The exercise: Rewrite the listing below with every "keypoint" changed to "marker" and everything else left the same. Leave the pictures out of your answer.
## start
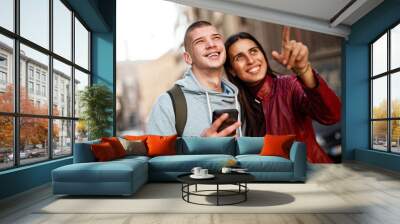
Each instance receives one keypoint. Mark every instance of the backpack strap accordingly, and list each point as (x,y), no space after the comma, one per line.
(180,108)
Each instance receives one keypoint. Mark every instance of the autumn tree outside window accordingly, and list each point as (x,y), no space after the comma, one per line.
(385,91)
(44,63)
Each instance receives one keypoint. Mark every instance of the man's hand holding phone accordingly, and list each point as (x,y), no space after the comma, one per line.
(220,120)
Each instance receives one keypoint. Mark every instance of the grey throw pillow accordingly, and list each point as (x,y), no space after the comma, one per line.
(134,147)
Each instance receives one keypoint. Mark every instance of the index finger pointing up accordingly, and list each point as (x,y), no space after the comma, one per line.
(285,35)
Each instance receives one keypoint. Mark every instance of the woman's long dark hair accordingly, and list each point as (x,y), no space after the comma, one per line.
(252,112)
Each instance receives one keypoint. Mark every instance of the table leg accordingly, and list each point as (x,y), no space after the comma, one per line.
(217,194)
(245,191)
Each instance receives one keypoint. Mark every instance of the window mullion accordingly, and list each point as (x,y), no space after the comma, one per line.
(16,70)
(50,79)
(73,83)
(389,106)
## end
The response:
Each instance receives one marker. Mark every instance of the backpack strap accordingly, and list each point as (x,y), no space after the comma, one per line.
(180,108)
Each instance receives one marker. Mark every instance of the autumn tree outside window accordingly, and list each point as (x,y), no space after the comma, one per line.
(385,91)
(44,63)
Each instance receives one marker. Mark every instance of the man's hand holding phone accordingly, and list each point as (x,y), no space after the comma, one per line.
(220,120)
Each instance receives one marker. Mark every instance of the grey throw pillow accordingly, and list each point as (x,y), no space after the comma, one per line.
(134,147)
Each instance receives one marker. Mark every instance of the index finger pointing up accordingly, and list each point as (x,y), no space after the comma, one per line.
(285,35)
Each instance receives one marker. Mark every instance of the woman's long dark hair accordingly, and list each point as (x,y), no space after the comma, one per line.
(252,112)
Each instance receives one marker. Mark every instance of the table leg accordingly, and list each point as (x,y), no space after the comma, one per line.
(217,194)
(245,191)
Each instance receives one marker. Mark every instance of the window mullion accordingly, and list each point as (x,y), no space after the comma, one per line.
(16,70)
(50,79)
(73,83)
(389,106)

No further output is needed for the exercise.